*Exercise aim*: Reproduce every one of the records below exactly as the lines appear, leaving the pictures out of your answer.

*Supplied data*:
(begin)

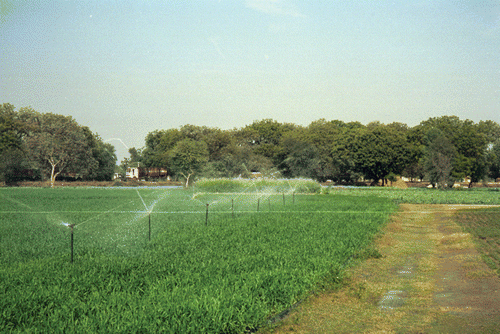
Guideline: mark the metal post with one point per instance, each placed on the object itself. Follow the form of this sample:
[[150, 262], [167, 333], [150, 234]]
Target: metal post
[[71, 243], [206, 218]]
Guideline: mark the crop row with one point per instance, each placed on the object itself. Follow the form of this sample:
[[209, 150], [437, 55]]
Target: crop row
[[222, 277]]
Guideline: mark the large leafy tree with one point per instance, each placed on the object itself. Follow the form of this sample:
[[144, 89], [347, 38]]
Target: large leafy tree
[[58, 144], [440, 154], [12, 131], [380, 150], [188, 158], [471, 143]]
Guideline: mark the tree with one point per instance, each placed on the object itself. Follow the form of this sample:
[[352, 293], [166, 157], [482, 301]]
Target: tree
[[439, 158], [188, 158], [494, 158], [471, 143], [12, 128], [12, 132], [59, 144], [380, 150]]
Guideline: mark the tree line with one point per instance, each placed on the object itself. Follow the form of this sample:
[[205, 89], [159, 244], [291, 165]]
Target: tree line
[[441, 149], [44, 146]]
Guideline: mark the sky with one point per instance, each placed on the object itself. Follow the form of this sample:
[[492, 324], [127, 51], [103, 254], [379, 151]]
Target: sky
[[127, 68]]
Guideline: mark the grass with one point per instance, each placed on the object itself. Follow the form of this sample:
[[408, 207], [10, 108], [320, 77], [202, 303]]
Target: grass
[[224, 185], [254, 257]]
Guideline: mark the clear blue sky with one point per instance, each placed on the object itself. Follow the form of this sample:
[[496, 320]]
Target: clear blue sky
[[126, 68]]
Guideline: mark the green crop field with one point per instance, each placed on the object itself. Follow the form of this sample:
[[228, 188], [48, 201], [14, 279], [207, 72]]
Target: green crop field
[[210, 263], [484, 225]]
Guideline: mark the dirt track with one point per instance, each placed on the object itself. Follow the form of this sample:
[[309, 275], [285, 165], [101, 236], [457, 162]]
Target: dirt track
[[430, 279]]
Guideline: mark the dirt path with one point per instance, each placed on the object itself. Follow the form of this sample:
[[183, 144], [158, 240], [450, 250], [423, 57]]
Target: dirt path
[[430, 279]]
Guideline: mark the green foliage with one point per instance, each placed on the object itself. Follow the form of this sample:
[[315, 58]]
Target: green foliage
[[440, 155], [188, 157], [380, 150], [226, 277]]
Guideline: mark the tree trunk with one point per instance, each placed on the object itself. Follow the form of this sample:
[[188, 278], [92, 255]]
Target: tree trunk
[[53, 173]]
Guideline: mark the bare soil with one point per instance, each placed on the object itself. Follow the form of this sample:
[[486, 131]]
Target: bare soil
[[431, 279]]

(end)

*Expected answer*:
Guideline: mark the metal post with one point per instance, each placed on the object itself. Follow the form of this sample:
[[150, 262], [167, 333], [150, 234]]
Target: metal post
[[71, 243], [206, 218]]
Guideline: mark the crop row with one point per instance, each placed on the object itself. Follow the form of this sample:
[[209, 150], [437, 55]]
Target: crop row
[[222, 277]]
Guideline: mark the large leafy tree with one point per instance, each placed on the object itself. Follow the form of this sample:
[[144, 89], [347, 38]]
Target: large leafy tree
[[58, 144], [440, 154], [12, 131], [380, 150], [188, 158], [471, 143]]
Guideline: mark the tree with one point per instance, each placed on the object itself. Follow the form of this sample:
[[352, 293], [166, 157], [482, 301]]
Target: tree
[[439, 158], [188, 158], [494, 158], [471, 143], [12, 128], [12, 132], [59, 144], [380, 150]]
Guideline: mark the tree line with one point per instance, each placed on the object itself. Follow the form of this sample:
[[205, 89], [159, 244], [291, 165]]
Target: tree line
[[441, 149], [44, 146]]
Guideline: mark the sky with one point per instance, each placed on the object itself. Follow the form of this sample:
[[492, 324], [127, 51], [103, 254], [379, 151]]
Target: sky
[[127, 68]]
Guideline: mark the grass with one point per instance, each placed on the object itself. Follow the form of this sample:
[[408, 207], [10, 108], [320, 77], [202, 303]]
Target: grass
[[224, 185], [254, 257]]
Guideline: mark the clear blue sky with one point per instance, each placed on the object itself. Follow the form of this sample:
[[496, 320]]
Target: clear blue sky
[[126, 68]]
Guideline: mark the green crop field with one point per instance, each placed on the object itself. Follow the form of this sample:
[[228, 188], [48, 201], [14, 279], [207, 72]]
Target: green crop field
[[210, 263], [484, 225]]
Guideline: mark the dirt track with one point per instance, each placed on the object itself. Follow the form of this sample:
[[309, 275], [285, 165], [101, 236], [457, 162]]
Target: dirt track
[[430, 279]]
Guideline: mark the dirt path with one point per instance, each placed on the object itself. Follow the form of this sample:
[[183, 144], [158, 240], [450, 250], [423, 57]]
Target: dirt path
[[430, 279]]
Guideline: mark the green foliage with one point per instance, each placed on the object itself. Follow the form of this sample:
[[315, 58]]
Target: green foliage
[[440, 155], [188, 157], [380, 150], [226, 277]]
Guideline: mark the tree trunk with one point per instance, each placed on the object itself. Follow the form of this sample:
[[188, 278], [92, 255]]
Target: tree trunk
[[53, 173]]
Guideline: mark the bare soil with one point per instance, each placed on the object itself. Follow the form of this sample:
[[486, 131]]
Target: bare soil
[[431, 279]]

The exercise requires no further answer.